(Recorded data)
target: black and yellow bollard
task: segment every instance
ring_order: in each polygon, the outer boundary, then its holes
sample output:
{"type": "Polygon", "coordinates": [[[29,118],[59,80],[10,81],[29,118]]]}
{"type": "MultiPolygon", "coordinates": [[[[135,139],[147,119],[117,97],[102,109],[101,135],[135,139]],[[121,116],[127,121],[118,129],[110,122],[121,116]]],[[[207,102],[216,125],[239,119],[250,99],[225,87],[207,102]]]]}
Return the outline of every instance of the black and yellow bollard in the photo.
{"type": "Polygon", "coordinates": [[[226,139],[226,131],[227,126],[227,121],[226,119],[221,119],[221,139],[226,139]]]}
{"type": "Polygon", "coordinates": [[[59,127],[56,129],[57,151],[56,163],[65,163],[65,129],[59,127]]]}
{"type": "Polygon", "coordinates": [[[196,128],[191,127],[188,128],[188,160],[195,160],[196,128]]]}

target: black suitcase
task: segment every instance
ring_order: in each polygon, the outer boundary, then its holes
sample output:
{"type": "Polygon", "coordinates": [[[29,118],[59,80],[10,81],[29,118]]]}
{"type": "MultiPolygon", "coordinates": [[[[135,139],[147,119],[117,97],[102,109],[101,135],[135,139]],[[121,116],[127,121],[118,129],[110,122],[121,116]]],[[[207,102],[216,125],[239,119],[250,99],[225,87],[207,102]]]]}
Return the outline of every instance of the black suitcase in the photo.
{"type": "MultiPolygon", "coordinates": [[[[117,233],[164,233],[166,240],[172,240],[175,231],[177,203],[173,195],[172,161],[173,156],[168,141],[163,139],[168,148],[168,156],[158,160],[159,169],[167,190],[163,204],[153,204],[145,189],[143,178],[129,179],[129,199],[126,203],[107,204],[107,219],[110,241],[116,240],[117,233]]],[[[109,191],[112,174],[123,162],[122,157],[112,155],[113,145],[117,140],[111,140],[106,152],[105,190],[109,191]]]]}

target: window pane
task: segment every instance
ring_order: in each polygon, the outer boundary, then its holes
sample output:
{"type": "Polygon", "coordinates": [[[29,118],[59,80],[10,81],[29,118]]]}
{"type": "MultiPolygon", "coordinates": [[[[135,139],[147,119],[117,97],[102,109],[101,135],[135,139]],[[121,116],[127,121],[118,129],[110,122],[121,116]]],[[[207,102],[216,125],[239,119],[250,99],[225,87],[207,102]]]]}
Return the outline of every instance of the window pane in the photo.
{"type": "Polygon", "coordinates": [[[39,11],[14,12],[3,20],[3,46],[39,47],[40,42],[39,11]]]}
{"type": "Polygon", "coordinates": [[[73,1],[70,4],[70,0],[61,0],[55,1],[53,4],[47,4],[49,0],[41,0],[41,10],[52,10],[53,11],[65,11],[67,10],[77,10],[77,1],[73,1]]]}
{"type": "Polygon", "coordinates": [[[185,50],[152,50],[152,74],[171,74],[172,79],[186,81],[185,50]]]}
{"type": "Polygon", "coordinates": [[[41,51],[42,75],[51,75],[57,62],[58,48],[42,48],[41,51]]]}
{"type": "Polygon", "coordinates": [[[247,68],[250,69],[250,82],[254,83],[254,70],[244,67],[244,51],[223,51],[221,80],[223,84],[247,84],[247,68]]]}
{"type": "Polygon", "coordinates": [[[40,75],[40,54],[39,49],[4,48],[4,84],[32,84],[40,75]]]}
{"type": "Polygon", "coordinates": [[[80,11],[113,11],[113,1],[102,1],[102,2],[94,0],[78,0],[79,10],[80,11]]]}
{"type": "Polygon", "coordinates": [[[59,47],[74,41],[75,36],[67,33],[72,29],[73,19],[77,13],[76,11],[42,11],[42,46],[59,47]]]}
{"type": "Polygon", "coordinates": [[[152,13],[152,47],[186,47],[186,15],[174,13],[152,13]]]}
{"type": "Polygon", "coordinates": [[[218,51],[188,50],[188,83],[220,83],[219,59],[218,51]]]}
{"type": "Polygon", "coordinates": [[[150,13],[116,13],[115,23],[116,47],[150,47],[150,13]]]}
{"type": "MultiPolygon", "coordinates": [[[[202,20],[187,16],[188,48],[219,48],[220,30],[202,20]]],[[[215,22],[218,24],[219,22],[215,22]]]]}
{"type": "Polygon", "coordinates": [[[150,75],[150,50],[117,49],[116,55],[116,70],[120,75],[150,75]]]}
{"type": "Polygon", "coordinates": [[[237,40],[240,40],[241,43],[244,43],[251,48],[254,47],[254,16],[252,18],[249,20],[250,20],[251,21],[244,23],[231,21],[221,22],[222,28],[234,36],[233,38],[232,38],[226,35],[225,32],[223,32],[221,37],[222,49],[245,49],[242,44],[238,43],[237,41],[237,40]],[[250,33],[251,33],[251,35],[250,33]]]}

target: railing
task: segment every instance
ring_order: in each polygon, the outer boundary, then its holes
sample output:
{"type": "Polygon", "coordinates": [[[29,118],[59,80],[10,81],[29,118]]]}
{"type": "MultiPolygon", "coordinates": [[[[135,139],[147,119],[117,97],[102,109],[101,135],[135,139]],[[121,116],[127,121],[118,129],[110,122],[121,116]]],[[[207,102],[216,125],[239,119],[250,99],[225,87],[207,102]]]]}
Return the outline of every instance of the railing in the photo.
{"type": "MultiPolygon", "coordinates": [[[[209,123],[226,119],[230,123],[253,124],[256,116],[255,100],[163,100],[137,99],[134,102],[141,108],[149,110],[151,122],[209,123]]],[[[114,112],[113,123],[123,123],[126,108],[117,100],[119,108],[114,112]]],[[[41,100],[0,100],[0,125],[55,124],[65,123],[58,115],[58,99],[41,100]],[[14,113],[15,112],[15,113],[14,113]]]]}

■ **YOUR INSTRUCTIONS**: Repeat the material from above exactly, word for word.

■ **WRITTEN ANSWER**:
target: black and yellow bollard
task: segment every instance
ring_order: in each polygon, the outer boundary, then its holes
sample output:
{"type": "Polygon", "coordinates": [[[29,118],[59,80],[10,81],[29,118]]]}
{"type": "MultiPolygon", "coordinates": [[[[135,139],[147,119],[117,97],[102,109],[101,135],[135,139]],[[121,116],[127,121],[118,129],[110,122],[121,116]]],[[[207,102],[216,125],[239,119],[250,99],[225,87],[207,102]]]]}
Return the outline of every instance of the black and yellow bollard in the photo.
{"type": "Polygon", "coordinates": [[[226,139],[226,131],[227,126],[227,121],[226,119],[221,119],[221,139],[226,139]]]}
{"type": "Polygon", "coordinates": [[[59,127],[56,129],[57,151],[56,163],[65,163],[65,129],[59,127]]]}
{"type": "Polygon", "coordinates": [[[196,128],[191,127],[188,128],[188,160],[195,160],[196,128]]]}

target: black suitcase
task: segment every instance
ring_order: in each polygon, the outer boundary, then its holes
sample output:
{"type": "Polygon", "coordinates": [[[29,118],[59,80],[10,81],[29,118]]]}
{"type": "MultiPolygon", "coordinates": [[[[135,139],[147,119],[117,97],[102,109],[101,135],[135,139]],[[121,116],[127,121],[118,129],[110,122],[121,116]]],[[[207,102],[216,125],[239,119],[250,99],[225,87],[207,102]]]]}
Return the outline of every instance of the black suitcase in the photo.
{"type": "MultiPolygon", "coordinates": [[[[117,233],[164,233],[166,240],[172,240],[175,231],[177,203],[173,195],[172,161],[173,156],[168,141],[163,139],[168,148],[168,156],[158,160],[159,169],[167,190],[163,204],[153,204],[145,189],[143,178],[129,179],[129,199],[126,203],[107,204],[107,219],[110,241],[116,240],[117,233]]],[[[109,191],[112,174],[123,162],[122,157],[112,155],[113,145],[117,140],[111,140],[106,152],[105,190],[109,191]]]]}

target: window pane
task: segment every instance
ring_order: in each polygon, the outer boundary, then its holes
sample output:
{"type": "Polygon", "coordinates": [[[29,118],[59,80],[10,81],[29,118]]]}
{"type": "MultiPolygon", "coordinates": [[[[135,139],[147,119],[117,97],[102,109],[101,135],[135,139]],[[121,116],[127,121],[118,129],[110,122],[121,116]]],[[[207,102],[216,125],[239,119],[250,99],[225,87],[207,102]]]]}
Return the outline of every instance of the window pane in the photo.
{"type": "Polygon", "coordinates": [[[39,11],[14,12],[3,20],[3,46],[39,47],[40,42],[39,11]]]}
{"type": "Polygon", "coordinates": [[[73,1],[70,4],[70,0],[61,0],[55,1],[53,4],[47,4],[49,0],[41,0],[41,10],[52,10],[53,11],[65,11],[67,10],[77,10],[77,1],[73,1]]]}
{"type": "Polygon", "coordinates": [[[185,50],[152,50],[152,74],[171,74],[172,79],[186,81],[185,50]]]}
{"type": "Polygon", "coordinates": [[[41,51],[42,75],[51,75],[57,62],[58,48],[42,48],[41,51]]]}
{"type": "Polygon", "coordinates": [[[247,68],[250,69],[250,82],[254,83],[254,70],[244,67],[244,51],[223,51],[221,80],[223,84],[247,84],[247,68]]]}
{"type": "Polygon", "coordinates": [[[40,75],[40,54],[39,49],[4,48],[4,84],[32,84],[40,75]]]}
{"type": "Polygon", "coordinates": [[[80,11],[113,11],[113,1],[102,1],[102,2],[94,0],[78,0],[79,10],[80,11]]]}
{"type": "Polygon", "coordinates": [[[59,47],[74,41],[75,36],[67,33],[72,29],[73,19],[77,13],[76,11],[42,11],[42,46],[59,47]]]}
{"type": "Polygon", "coordinates": [[[152,13],[152,47],[186,47],[186,15],[174,13],[152,13]]]}
{"type": "Polygon", "coordinates": [[[218,51],[188,50],[188,83],[220,83],[219,59],[218,51]]]}
{"type": "Polygon", "coordinates": [[[150,13],[116,13],[115,23],[116,47],[150,47],[150,13]]]}
{"type": "MultiPolygon", "coordinates": [[[[202,20],[187,16],[188,48],[219,48],[220,30],[202,20]]],[[[215,22],[218,24],[219,22],[215,22]]]]}
{"type": "Polygon", "coordinates": [[[150,75],[150,50],[117,49],[116,55],[116,70],[120,75],[150,75]]]}
{"type": "Polygon", "coordinates": [[[237,40],[240,40],[241,43],[244,43],[251,48],[254,47],[254,16],[252,18],[249,20],[250,20],[251,21],[244,23],[231,21],[221,22],[222,28],[234,36],[233,38],[232,38],[226,35],[225,32],[223,32],[221,37],[222,49],[245,49],[242,44],[238,43],[237,41],[237,40]],[[250,33],[251,33],[251,35],[250,33]]]}

target: railing
task: segment every instance
ring_order: in each polygon, the outer boundary, then its holes
sample output:
{"type": "Polygon", "coordinates": [[[29,118],[59,80],[10,81],[29,118]]]}
{"type": "MultiPolygon", "coordinates": [[[[135,139],[147,119],[117,97],[102,109],[101,135],[135,139]],[[121,116],[127,121],[118,129],[110,122],[121,116]]],[[[207,102],[216,125],[239,119],[250,99],[225,87],[207,102]]]]}
Return the outline of every instance of the railing in the photo.
{"type": "MultiPolygon", "coordinates": [[[[209,123],[226,119],[230,123],[253,124],[256,116],[255,100],[163,100],[137,99],[134,102],[141,108],[149,110],[151,122],[209,123]]],[[[114,112],[113,123],[123,123],[126,108],[117,100],[119,108],[114,112]]],[[[41,100],[0,100],[0,125],[55,124],[65,123],[58,115],[58,99],[41,100]],[[14,113],[15,112],[15,113],[14,113]]]]}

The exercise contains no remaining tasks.